_Action item 1_: Change "liberty" to "freedom" in the passage on open immigration, starting with "As former chairman" and going on through "a free society.", and write out that part.
_Action item 2_: Write what comes next in the passage on open immigration, beginning after its final sentence.

_Given text_:
*** Begin section ***
As former chairman of the Ayn Rand Institute Peter Schwartz wrote many years ago in another context, “the desire to advance liberty without any concern - indeed, with militant unconcern - for the values and ideas on which it genetically depends is fundamentally in opposition to Objectivism.”*10  In applying that principle to the current immigration debate, those who promote open immigration are advocating that “liberty be treated as an axiomatic truth regardless of context.”*11  The open immigration advocates’ claim that the use of force to keep people out is *necessarily* evil is made without checking the context of whether the person kept out is *himself* evil.  Advocating for liberty as a contextless absolute - without first ensuring that the necessary prerequisites for liberty exist - does not promote a free society, but in fact destroys the foundation of a free society.

Stating Schwartz’s cogent remarks differently, the idea that a free society can be maintained by any random group of people exposed to the institutions of a free society is an example of multiculturalism that Ayn Rand vehemently opposed.  It is simply not the case that rights respecting political solutions can survive indefinitely irrespective of the cultural beliefs of the people living under those institutions.  Not all cultures are equal, nor are they equally capable of supporting the tenets of a free society grounded upon the principles of individual rights.  The institutions of a free society will not long survive unless there is a critical mass of popular understanding and support for them by the people being governed.  Reality teaches us not only that free societies with a critical mass of rights respecting people are rare, but that the majority of men throughout history have been cultural collectivists of one kind or another.
*** End section ***
_Record set_:
*** Begin section ***
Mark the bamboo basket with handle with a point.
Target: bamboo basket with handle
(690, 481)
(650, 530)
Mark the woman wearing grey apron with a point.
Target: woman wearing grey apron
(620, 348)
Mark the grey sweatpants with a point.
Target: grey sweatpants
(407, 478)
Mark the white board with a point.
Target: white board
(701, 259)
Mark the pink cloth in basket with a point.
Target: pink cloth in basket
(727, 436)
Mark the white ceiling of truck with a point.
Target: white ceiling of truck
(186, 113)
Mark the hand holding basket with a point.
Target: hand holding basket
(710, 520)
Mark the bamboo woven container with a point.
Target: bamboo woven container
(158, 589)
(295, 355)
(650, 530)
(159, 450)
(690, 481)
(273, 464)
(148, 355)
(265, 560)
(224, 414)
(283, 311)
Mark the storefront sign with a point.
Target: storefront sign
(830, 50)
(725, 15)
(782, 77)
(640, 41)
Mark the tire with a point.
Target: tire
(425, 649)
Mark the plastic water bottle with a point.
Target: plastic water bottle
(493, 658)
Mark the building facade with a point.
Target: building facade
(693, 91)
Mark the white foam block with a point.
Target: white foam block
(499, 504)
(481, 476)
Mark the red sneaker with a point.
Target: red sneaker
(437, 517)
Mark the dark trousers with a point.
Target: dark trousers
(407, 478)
*** End section ***
*** Begin section ***
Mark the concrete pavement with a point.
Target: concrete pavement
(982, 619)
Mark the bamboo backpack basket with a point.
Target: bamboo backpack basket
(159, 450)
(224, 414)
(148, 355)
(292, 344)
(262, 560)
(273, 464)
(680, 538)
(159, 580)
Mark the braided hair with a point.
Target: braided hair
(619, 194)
*** End section ***
*** Begin section ***
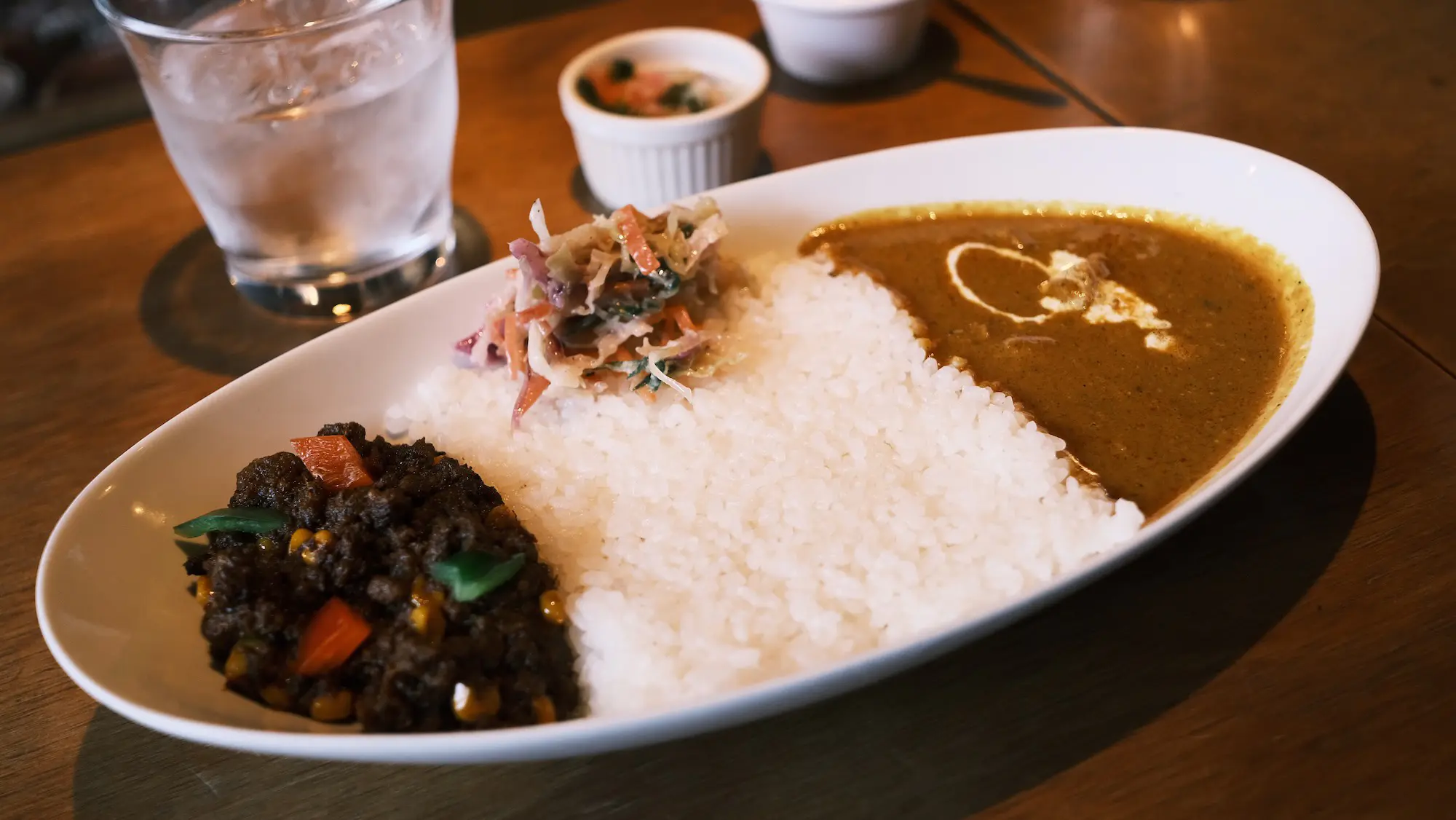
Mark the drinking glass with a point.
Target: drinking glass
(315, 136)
*** End section ***
_Exercise response 1_:
As former chairman of the Ayn Rand Institute Peter Schwartz wrote many years ago in another context, “the desire to advance freedom without any concern - indeed, with militant unconcern - for the values and ideas on which it genetically depends is fundamentally in opposition to Objectivism.”*10  In applying that principle to the current immigration debate, those who promote open immigration are advocating that “freedom be treated as an axiomatic truth regardless of context.”*11  The open immigration advocates’ claim that the use of force to keep people out is *necessarily* evil is made without checking the context of whether the person kept out is *himself* evil.  Advocating for freedom as a contextless absolute - without first ensuring that the necessary prerequisites for freedom exist - does not promote a free society, but in fact destroys the foundation of a free society.

_Exercise response 2_:
Thomas Jefferson understood the dangers of unlimited immigration from the monarchical dictatorships that existed during the Founding period.  He warned that such immigrants 

“will bring with them the principles of the governments they leave, imbibed in their early youth; or, if able to throw them off, it will be in exchange for an unbounded licentiousness, passing, as is usual, from one extreme to another.  It would be a miracle were they to stop precisely at the point of temperate liberty.  These principles, with their language, they will transmit to their children.  In proportion to their numbers, they will share with us the legislation.  They will infuse into it their spirit, warp and bias its direction, and render it a heterogeneous, incoherent, distracted mass.”*12

Jefferson further noted that “[e]very species of government has its specific principles” and that the American one is “more peculiar than those of any other in the universe.”  He expresses great skepticism that the principles of America could long be maintained if large numbers of emigres from the absolute monarchies of Europe came to America and imported their cultural traditions with them - even though he admittedly did not do anything to erect legal barriers to such immigration, other than with regard to the slave trade. 

John Adams wrote that the American constitution was written for a moral and religious people, and would be wholly inadequate to the government of any other.*13  Leaving aside the reference to religion, Adams was exactly right - and his commentary applies to the current immigration debate.  The American system of government is not proper to any cultural collectivist who might show up at our border and demand entry.  Nor was the American system designed to function as a remedial institution for those who are hostile to individual rights.  As Adams noted, the American system is only proper to a moral people who understand and value individual rights and personal responsibility.  It is not adequate to withstand the demands of hordes of cultural collectivist immigrants who have no experience with the requirements of individual freedom nor the inclination to adopt them.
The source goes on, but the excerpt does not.